-- start DATASET --

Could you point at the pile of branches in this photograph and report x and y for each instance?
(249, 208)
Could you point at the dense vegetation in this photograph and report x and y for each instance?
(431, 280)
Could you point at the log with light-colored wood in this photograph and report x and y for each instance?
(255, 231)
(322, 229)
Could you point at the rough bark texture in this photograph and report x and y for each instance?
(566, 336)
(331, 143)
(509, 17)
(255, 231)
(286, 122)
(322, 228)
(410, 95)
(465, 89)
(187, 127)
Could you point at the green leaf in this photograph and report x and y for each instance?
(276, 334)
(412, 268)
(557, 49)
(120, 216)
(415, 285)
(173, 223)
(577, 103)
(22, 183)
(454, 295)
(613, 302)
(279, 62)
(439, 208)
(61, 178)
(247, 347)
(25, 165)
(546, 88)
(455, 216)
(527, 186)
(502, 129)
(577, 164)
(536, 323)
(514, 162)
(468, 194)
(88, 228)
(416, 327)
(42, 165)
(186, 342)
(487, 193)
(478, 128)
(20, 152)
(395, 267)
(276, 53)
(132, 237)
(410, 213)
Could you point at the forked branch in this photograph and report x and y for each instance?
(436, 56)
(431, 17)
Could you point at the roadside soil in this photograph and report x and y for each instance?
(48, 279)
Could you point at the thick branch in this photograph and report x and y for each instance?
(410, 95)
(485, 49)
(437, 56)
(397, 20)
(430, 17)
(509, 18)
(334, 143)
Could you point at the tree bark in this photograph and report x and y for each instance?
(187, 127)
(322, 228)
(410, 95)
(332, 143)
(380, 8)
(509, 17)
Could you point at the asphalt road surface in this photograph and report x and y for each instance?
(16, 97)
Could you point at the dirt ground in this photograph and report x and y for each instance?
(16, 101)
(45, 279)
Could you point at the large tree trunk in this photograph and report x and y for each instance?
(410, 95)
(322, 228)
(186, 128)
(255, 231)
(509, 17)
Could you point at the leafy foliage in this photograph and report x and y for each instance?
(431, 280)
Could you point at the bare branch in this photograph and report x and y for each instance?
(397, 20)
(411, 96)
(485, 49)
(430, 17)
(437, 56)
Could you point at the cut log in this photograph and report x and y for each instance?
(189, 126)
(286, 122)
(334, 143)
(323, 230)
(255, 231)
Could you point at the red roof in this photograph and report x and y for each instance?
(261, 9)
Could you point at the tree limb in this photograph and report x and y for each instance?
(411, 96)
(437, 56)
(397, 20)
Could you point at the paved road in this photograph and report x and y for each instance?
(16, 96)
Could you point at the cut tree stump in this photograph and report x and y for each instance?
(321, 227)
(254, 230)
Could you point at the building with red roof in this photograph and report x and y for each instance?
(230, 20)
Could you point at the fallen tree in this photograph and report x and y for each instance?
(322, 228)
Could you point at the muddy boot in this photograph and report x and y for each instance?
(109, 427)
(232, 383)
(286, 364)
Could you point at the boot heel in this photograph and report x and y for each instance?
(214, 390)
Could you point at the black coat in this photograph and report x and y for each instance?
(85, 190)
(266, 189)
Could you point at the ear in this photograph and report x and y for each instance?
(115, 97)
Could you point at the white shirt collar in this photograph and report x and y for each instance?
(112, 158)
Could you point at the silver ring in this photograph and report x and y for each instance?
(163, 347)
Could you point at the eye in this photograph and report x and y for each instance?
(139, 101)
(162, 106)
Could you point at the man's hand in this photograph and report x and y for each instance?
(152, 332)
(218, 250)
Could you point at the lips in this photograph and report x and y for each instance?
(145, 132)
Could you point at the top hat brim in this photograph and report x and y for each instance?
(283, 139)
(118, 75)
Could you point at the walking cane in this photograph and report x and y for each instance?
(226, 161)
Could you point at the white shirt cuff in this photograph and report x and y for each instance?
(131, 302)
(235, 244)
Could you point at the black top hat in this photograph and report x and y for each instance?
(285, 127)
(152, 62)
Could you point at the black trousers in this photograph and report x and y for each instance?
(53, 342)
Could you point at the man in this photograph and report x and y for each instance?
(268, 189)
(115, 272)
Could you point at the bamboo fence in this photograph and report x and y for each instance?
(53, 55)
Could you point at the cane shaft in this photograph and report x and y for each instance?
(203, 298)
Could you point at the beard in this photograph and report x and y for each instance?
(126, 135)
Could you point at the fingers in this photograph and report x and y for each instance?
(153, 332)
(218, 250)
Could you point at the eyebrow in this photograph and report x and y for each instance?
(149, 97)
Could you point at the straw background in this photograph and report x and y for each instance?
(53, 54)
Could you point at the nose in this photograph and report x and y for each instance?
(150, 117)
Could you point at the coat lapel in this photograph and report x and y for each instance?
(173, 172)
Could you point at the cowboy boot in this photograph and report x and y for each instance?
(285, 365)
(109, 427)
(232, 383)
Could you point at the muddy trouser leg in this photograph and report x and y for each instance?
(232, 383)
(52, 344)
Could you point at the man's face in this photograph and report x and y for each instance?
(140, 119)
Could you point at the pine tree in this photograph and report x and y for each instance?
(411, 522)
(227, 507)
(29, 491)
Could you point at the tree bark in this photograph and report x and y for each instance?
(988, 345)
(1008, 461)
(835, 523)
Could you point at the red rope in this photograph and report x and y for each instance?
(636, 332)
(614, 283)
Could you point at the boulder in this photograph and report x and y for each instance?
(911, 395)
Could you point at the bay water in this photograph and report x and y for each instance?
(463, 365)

-- end DATASET --

## EXERCISE BRIEF
Output, unchanged, the lines from the line with "Could you point at the cane" through the final line of the material.

## ANSWER FOR THIS EXERCISE
Could you point at the cane shaft in this photograph and report x and y for each instance?
(203, 298)
Could you point at the beard in this photograph and report x and y for each instance?
(126, 135)
Could you point at the fingers in this photograph and report x and y for each instance?
(153, 332)
(218, 250)
Could you point at the eyebrow in this photograph and report x and y for each instance?
(149, 97)
Could you point at the straw background in this photograph and report x and y for each instance?
(53, 54)
Could you point at the nose in this photograph and report x and y for each instance?
(150, 117)
Could you point at the coat lapel in this photograph and report x and y for each instance?
(173, 172)
Could you point at the cowboy boot in this photograph and report x and y for each instance?
(285, 365)
(109, 427)
(232, 383)
Could you point at the muddy trouser leg in this photograph and report x and y for each instance?
(232, 383)
(52, 344)
Could you point at the man's face in this photograph and report x and y for each instance?
(140, 119)
Could you point at the pine tree in this photograph and report x and y for each instance?
(411, 522)
(227, 507)
(29, 491)
Could you point at the tree bark in this photograph and report x and y for each instance?
(988, 345)
(1008, 461)
(835, 523)
Could you point at the red rope in this photograph and report x and y for each instance?
(636, 332)
(614, 283)
Could you point at the boulder in this photograph and report x and y for each instance?
(911, 395)
Could you point at the bay water in this photograph and report x and y for each instance?
(463, 365)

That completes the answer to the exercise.